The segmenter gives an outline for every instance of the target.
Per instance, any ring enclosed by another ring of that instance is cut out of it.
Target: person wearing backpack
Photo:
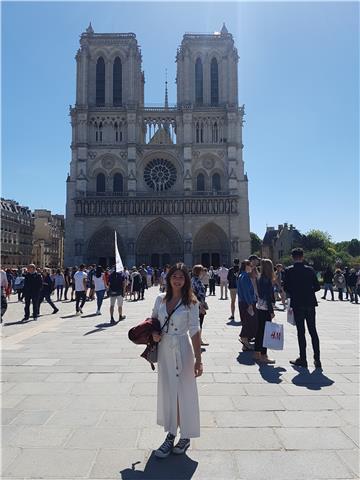
[[[109,276],[109,297],[110,297],[110,325],[115,325],[114,307],[117,302],[119,312],[119,322],[125,316],[122,314],[122,307],[124,302],[124,282],[125,276],[123,272],[117,272],[114,268]]]
[[[339,300],[342,302],[343,301],[343,293],[344,290],[346,289],[346,281],[345,281],[345,276],[340,270],[340,268],[337,268],[335,270],[334,274],[334,284],[335,287],[337,288],[337,291],[339,293]]]

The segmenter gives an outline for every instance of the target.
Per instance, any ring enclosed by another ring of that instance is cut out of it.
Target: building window
[[[199,175],[196,177],[196,190],[198,192],[205,191],[205,176],[203,173],[199,173]]]
[[[96,105],[105,105],[105,62],[102,57],[96,62]]]
[[[214,122],[212,126],[211,140],[212,140],[212,143],[218,143],[219,141],[219,131],[218,131],[217,122]]]
[[[120,193],[124,191],[124,179],[121,173],[115,173],[114,175],[113,191],[114,193]]]
[[[115,107],[122,104],[122,64],[119,57],[115,58],[113,66],[113,103]]]
[[[211,105],[219,103],[219,68],[216,58],[211,60],[210,65]]]
[[[169,190],[175,184],[176,177],[174,165],[163,158],[151,160],[144,170],[146,184],[157,192]]]
[[[102,127],[102,122],[100,122],[99,125],[95,123],[95,141],[97,143],[102,143],[103,141]]]
[[[218,173],[214,173],[211,179],[212,183],[212,189],[215,190],[216,192],[219,192],[221,190],[221,180],[220,180],[220,175]]]
[[[115,142],[116,143],[121,143],[123,140],[123,135],[122,135],[122,130],[121,130],[121,123],[118,124],[115,122],[114,124],[114,130],[115,130]]]
[[[203,104],[203,64],[200,58],[195,63],[195,103]]]
[[[99,173],[96,177],[96,193],[105,193],[105,175]]]

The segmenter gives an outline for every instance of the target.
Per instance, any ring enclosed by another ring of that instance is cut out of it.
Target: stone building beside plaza
[[[238,53],[225,25],[185,34],[177,103],[144,103],[134,33],[81,35],[70,108],[65,264],[176,260],[218,266],[250,253]]]
[[[49,210],[34,210],[33,262],[38,267],[64,265],[64,215]]]
[[[301,238],[299,230],[291,224],[267,227],[261,244],[261,257],[279,263],[283,257],[290,255],[293,248],[301,246]]]
[[[27,266],[32,261],[34,220],[31,210],[4,198],[0,205],[2,268]]]

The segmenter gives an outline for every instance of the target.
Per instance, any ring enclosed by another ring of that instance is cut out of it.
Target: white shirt
[[[85,287],[84,287],[84,278],[87,278],[87,275],[85,272],[82,272],[81,270],[77,271],[74,275],[74,280],[75,280],[75,291],[76,292],[85,292]]]
[[[228,269],[226,267],[221,267],[218,270],[218,275],[222,282],[227,282]]]
[[[93,282],[95,285],[95,292],[99,290],[105,290],[105,282],[104,282],[104,274],[102,273],[101,276],[98,278],[96,275],[93,276]]]

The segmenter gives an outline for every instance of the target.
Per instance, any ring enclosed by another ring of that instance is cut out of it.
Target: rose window
[[[144,179],[157,192],[168,190],[176,182],[176,168],[168,160],[156,158],[146,165]]]

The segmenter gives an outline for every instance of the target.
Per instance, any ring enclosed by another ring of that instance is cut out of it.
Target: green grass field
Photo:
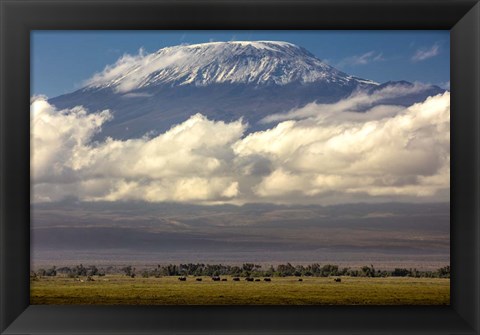
[[[440,278],[272,278],[214,282],[194,277],[42,277],[31,281],[31,304],[100,305],[448,305],[450,280]]]

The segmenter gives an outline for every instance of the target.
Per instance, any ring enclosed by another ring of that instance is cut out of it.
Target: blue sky
[[[349,74],[378,82],[450,82],[450,33],[436,31],[33,31],[31,94],[72,92],[123,54],[181,43],[274,40],[300,45]]]

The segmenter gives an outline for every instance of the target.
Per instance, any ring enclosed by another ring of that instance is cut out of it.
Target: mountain
[[[95,76],[89,88],[119,93],[169,85],[288,85],[313,82],[374,84],[340,72],[307,50],[286,42],[212,42],[180,45],[124,62],[122,71]]]
[[[249,131],[259,130],[265,126],[258,121],[270,114],[396,85],[414,84],[380,85],[354,77],[291,43],[212,42],[124,56],[82,89],[49,101],[60,109],[110,109],[114,119],[100,136],[126,139],[163,132],[196,113],[224,121],[243,117]],[[408,105],[442,90],[430,86],[424,91],[407,93],[394,103]]]

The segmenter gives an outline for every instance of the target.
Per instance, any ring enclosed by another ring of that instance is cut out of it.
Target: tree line
[[[241,266],[223,265],[223,264],[168,264],[157,265],[153,268],[142,268],[137,270],[129,265],[125,267],[107,267],[97,268],[94,265],[83,266],[82,264],[73,267],[53,266],[49,269],[38,269],[32,271],[32,277],[38,276],[57,276],[63,275],[71,278],[79,276],[105,276],[106,274],[124,274],[129,277],[141,276],[164,277],[164,276],[235,276],[235,277],[331,277],[331,276],[350,276],[350,277],[415,277],[415,278],[450,278],[450,266],[441,267],[433,271],[417,270],[415,268],[395,268],[394,270],[375,269],[373,265],[365,265],[361,268],[340,268],[338,265],[318,263],[310,265],[292,265],[290,263],[277,266],[262,267],[259,264],[244,263]]]

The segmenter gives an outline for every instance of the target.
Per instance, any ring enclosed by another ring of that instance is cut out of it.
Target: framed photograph
[[[2,334],[479,333],[478,2],[1,6]]]

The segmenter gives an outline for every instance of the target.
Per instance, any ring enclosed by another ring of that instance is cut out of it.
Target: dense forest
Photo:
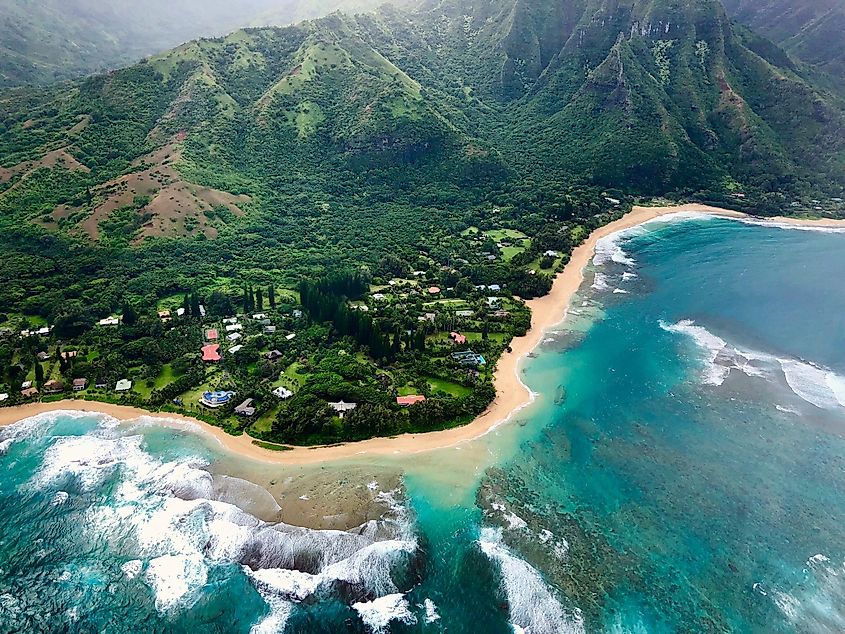
[[[838,98],[750,38],[710,1],[444,0],[7,91],[0,393],[283,443],[470,420],[636,197],[842,213]]]

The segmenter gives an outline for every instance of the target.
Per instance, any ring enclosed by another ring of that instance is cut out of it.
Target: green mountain
[[[732,17],[796,60],[845,78],[845,5],[839,0],[724,0]]]
[[[0,211],[139,242],[296,196],[840,192],[837,102],[746,42],[716,0],[442,0],[236,31],[11,93]]]
[[[239,27],[374,6],[368,0],[0,0],[0,87],[87,75]]]

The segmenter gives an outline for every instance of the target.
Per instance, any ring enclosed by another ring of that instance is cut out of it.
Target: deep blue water
[[[0,632],[845,631],[843,247],[700,218],[606,240],[526,364],[537,402],[391,463],[393,511],[350,533],[220,499],[190,434],[0,432]]]

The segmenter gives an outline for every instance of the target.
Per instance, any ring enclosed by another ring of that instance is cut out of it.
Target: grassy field
[[[426,377],[429,385],[431,385],[431,389],[435,392],[446,392],[447,394],[451,394],[455,397],[461,396],[468,396],[472,390],[468,387],[464,387],[459,383],[453,383],[452,381],[447,381],[446,379],[438,379],[435,377]]]
[[[173,373],[173,366],[169,363],[166,363],[159,375],[156,377],[155,381],[153,381],[152,387],[147,386],[147,381],[136,381],[135,384],[132,386],[133,392],[138,392],[144,398],[150,398],[150,394],[152,394],[153,390],[160,390],[161,388],[165,387],[168,383],[173,382],[176,379],[176,375]]]

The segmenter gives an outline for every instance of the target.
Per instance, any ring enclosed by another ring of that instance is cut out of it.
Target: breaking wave
[[[0,439],[32,436],[43,422],[12,426]],[[372,490],[391,509],[381,520],[348,532],[311,530],[270,524],[238,508],[232,503],[238,492],[254,485],[216,476],[194,457],[158,460],[142,436],[120,436],[106,425],[50,442],[28,486],[55,490],[60,503],[94,493],[84,537],[107,540],[126,559],[125,579],[145,584],[161,613],[194,605],[212,570],[230,566],[243,571],[269,608],[256,633],[282,631],[296,604],[315,595],[360,604],[355,609],[373,631],[381,631],[381,614],[399,620],[410,614],[399,609],[407,602],[391,598],[413,585],[418,557],[396,491]]]
[[[845,631],[845,563],[835,564],[822,554],[805,563],[804,578],[786,589],[757,592],[768,597],[777,609],[801,632]]]
[[[809,361],[777,357],[765,352],[732,346],[689,319],[675,324],[660,321],[660,327],[691,338],[702,351],[703,380],[721,385],[731,372],[768,380],[782,379],[794,394],[819,409],[845,407],[845,377]]]
[[[581,615],[567,613],[540,573],[511,553],[502,541],[502,529],[485,527],[479,536],[481,551],[499,568],[502,591],[510,611],[511,625],[526,634],[574,634],[584,632]]]

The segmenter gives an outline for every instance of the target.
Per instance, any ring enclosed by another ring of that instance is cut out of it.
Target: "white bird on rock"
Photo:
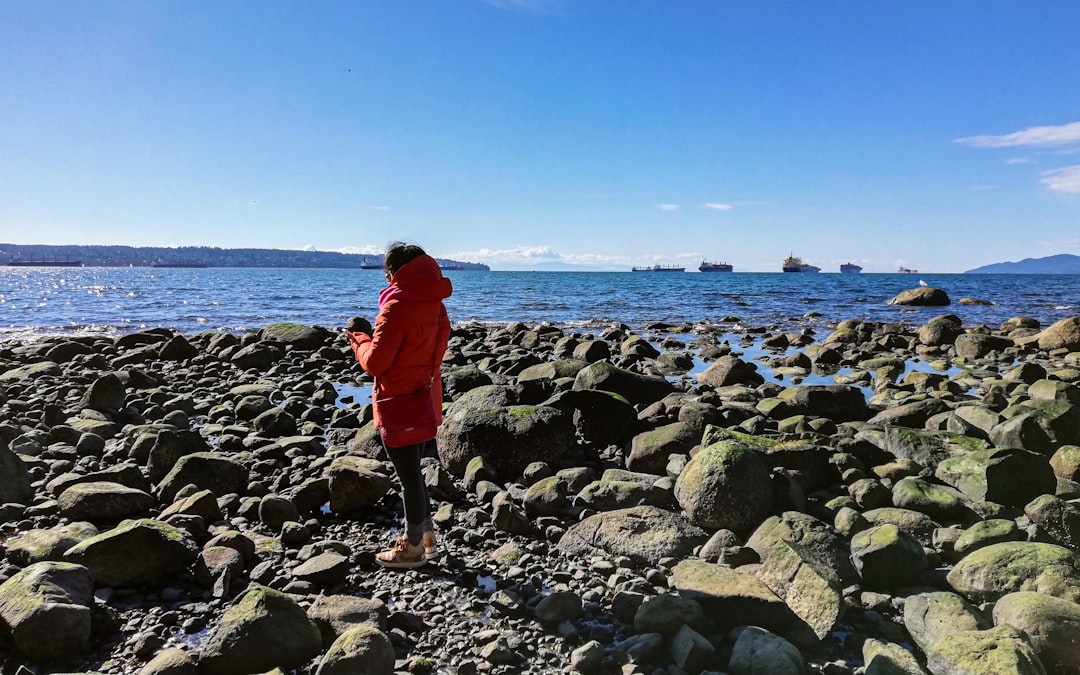
[[[927,287],[927,286],[929,286],[930,284],[926,283],[926,282],[925,282],[925,281],[923,281],[922,279],[919,279],[919,285],[920,285],[920,286],[922,286],[923,288],[926,288],[926,287]]]

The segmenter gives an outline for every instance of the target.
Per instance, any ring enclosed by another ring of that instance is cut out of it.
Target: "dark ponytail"
[[[416,244],[406,244],[402,241],[395,241],[386,247],[386,253],[383,254],[383,270],[393,276],[397,274],[398,270],[405,266],[405,263],[415,260],[420,256],[425,255],[424,249],[420,248]]]

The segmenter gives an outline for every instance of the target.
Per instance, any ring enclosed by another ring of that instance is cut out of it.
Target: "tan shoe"
[[[424,540],[421,543],[424,545],[425,558],[427,558],[428,560],[434,560],[435,558],[439,557],[439,543],[438,540],[435,538],[435,530],[428,530],[427,532],[424,532]]]
[[[422,544],[413,546],[403,535],[398,535],[390,549],[375,554],[375,562],[393,569],[413,569],[427,562],[427,558]]]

EXERCISE GOAL >>
The answer must hold exactly the lines of the entries above, from the first line through the line that contains "Target: person wearing backpack", and no others.

EXERCISE RESPONSE >>
The segmenter gives an outline for every instance of the target.
Per instance, any ring enclosed by another ring of that instance is cut out of it.
Target: person wearing backpack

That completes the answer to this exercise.